Generating synthetic datasets with ChatGPT
DataKind, a global non-profit organization that harnesses the power of AI for the benefit of humanity, is currently developing a Data Observation Toolkit (DOT) to monitor data and use DBT and Great Expectations to flag problems with data integrity and scenarios that might need attention.
With checks for missing/duplicate and inconsistent data, outliers, and domain-specific signals, DOT lends itself magnificently to the healthcare sector — an area with highly sensitive personal information.
Since showcasing DOT to organizations with live data is therefore impractical, a synthetic dataset with the same characteristics as real-world data but entirely fabricated personally identifiable information (PII) is needed. Importantly, this dataset must contain some of the data integrity issues that DOT can identify.
There is a broad range of tools for generating synthetic data, and vendors such as Gretal.AI do a fantastic job of enabling the creation of high-quality synthetic data.
Most of these approaches aim to replicate the statistical nature of source data while ensuring differential privacy. However, for DOT we need data integrity signals which are difficult to reproduce with typical synthetic data modeling techniques.
Might we be able to use generative AI — such as ChatGPT — in this situation?
DOT’s analysis of an original dataset, containing information about patients’ appointments at medical facilities and diagnosis, surfaced the following data integrity issues that should be recreated in the synthetic dataset:
- The dataset showed 8% of duplicate visits, whereby a duplicate visit is defined as the same patient visiting the same health facility two times a day.
- In 0.1% of cases, the recorded temperature hinted at a miscalibrated instrument of the healthcare worker conducting the measurement, showing either very high or very low values compared to the mean temperature across all appointments.
- The patients’ age was not captured in the dataset in 3.2% of appointments.

····················

Exercise A: From the synthetic-data article, list each data integrity issue that DOT's analysis found in the original dataset, with the percentage given for it.
Exercise B:
Using the synthetic-data article, answer these questions:
(i) Which two tools does DOT use to flag data problems?
(ii) How is a duplicate visit defined?
(iii) Which vendor is named for enabling high-quality synthetic data?
Exercise C: Write what comes next in the synthetic-data article, starting after its last sentence.
The lines that come next can be ignored; nothing here depends on them.

····················

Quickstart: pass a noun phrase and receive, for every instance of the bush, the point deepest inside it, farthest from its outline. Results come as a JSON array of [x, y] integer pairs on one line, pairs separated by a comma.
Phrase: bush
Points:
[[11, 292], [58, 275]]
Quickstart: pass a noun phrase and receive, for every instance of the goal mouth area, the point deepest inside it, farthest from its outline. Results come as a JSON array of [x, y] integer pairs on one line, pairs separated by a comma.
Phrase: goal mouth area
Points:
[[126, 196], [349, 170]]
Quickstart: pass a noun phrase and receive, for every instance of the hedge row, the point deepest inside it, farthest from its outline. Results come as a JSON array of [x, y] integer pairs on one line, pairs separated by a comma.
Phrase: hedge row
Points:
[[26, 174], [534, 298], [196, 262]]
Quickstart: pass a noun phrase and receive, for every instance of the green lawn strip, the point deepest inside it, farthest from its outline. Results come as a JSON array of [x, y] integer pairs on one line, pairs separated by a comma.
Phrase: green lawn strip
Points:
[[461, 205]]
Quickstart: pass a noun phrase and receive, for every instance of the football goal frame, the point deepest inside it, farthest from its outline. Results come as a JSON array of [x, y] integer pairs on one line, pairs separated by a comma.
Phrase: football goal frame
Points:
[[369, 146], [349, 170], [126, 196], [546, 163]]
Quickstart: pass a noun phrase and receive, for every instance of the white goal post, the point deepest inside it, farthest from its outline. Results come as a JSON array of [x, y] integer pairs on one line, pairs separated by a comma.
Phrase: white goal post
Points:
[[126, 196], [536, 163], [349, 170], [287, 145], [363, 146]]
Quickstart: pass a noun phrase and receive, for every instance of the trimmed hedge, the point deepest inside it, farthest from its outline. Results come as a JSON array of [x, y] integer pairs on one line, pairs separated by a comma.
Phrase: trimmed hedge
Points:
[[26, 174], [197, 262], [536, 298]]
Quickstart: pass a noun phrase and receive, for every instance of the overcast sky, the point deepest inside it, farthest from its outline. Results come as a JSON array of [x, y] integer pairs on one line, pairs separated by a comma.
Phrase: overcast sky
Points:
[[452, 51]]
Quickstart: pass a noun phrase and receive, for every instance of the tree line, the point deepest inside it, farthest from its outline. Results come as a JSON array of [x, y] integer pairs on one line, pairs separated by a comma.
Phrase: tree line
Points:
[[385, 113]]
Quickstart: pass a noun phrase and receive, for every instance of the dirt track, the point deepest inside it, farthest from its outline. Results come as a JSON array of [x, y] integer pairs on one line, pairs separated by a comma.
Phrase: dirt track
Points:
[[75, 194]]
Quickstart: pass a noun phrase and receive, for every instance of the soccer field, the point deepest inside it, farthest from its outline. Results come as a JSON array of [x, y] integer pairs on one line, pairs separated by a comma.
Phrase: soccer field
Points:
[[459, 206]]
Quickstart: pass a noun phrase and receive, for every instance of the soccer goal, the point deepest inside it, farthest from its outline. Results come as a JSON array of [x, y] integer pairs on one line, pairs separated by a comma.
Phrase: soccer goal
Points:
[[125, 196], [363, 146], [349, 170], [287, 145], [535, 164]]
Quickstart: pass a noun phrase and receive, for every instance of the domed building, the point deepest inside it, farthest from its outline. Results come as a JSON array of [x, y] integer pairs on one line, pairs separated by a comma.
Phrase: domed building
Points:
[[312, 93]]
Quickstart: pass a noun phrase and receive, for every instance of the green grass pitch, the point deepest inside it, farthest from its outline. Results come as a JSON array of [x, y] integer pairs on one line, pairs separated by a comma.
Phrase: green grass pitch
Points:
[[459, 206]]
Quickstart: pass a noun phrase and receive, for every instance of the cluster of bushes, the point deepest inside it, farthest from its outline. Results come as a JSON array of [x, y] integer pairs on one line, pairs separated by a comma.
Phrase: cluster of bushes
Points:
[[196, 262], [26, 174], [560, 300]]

····················

Written reply A:
- Duplicate visits: 8%
- Temperature readings suggesting a miscalibrated instrument: 0.1%
- Patient age not captured: 3.2% of appointments

Written reply B:
(i) DBT and Great Expectations.
(ii) The same patient visits the same health facility two times a day.
(iii) Gretal.AI.

Written reply C:
First, let’s see if we can prompt ChatGPT to generate the data we need to test DOT …
Prompt:
“Create a table with columns appointment_id (id), patient_id ( different id), chw_id (multiple recurring ids), reported_by_parent (different id), reported (timestamp), child_temperature (body temperature in celsius), child_age_months (integer with max value 72). The dataset should have these quality issues: 8% duplicate appointments (same patient_id and timestamp), 3% of records have empty value for child_age_months, for 1 of the chw_ids the child_temperature should be substantially lower than for the others”
Model response:
While the model did not print all of the promised 1000 rows due to size constraints of in- and output, it did explain the quality issues it had created in the data:
Although impressive, this trial has two obvious limitations:
- The number of rows seems to be limited to 10 since the system could not be coaxed into printing bigger tables. Hence the number of data integrity issues cannot be verified, although the “substantially lower temperature” for CHW3 looks promising.
- In terms of reproducibility and explainable AI, this approach can not, or should not be used in situations where explainability is crucial.
Ok, how about we instead use ChatGPT to generate the code to generate our test data?
This is the part where some prompt engineering (aka a lot of trial and error 🙂) comes into play. With the following prompt, the model produced the expected code:
“Create python code that generates a synthetic dataset with columns appointment_id (id), patient_id ( different id), chw_id (multiple recurring ids), reported_by_parent (different id), reported (timestamp), child_temperature (body temperature in celsius), child_age_months (integer with max value 72). The dataset should have these quality issues: 8% duplicate appointments (same patient_id and timestamp), 3% of records have empty value for child_age_months, for 1 of the chw_ids the child_temperature should be substantially lower than for the others”
That looks quite promising! Pasted into an IDE, the code successfully produced a dataset that we can upload to DOT for analysis.
As a final step, let’s run our data integrity tests to see if the code created the expected data integrity issues.
As shown in the columns “Rows_failed” and “% fail”, the tests for temperature outliers and missing values correspond to the prompted values pretty closely and although the third value of 14.54% duplicates might seem way off at first glance, it’s debatable whether two identical records should be counted as one or two duplicates (that’s where some more prompt engineering is needed…).
Conclusion and future work:
- ChatGPT can be used to generate synthetic data, but also data integrity issues in that data, useful for testing platforms and tools which monitor data quality.
- It can generate not only data but also python functions for creating such data.
- This is a potentially very powerful capability, albeit the generated results have to be verified.
Building on this example, potential next steps include
- Addressing the row limitation when creating tables directly.
- Using Microsoft’s implementation of Open AI.
- Incorporating this approach into tools such as faker.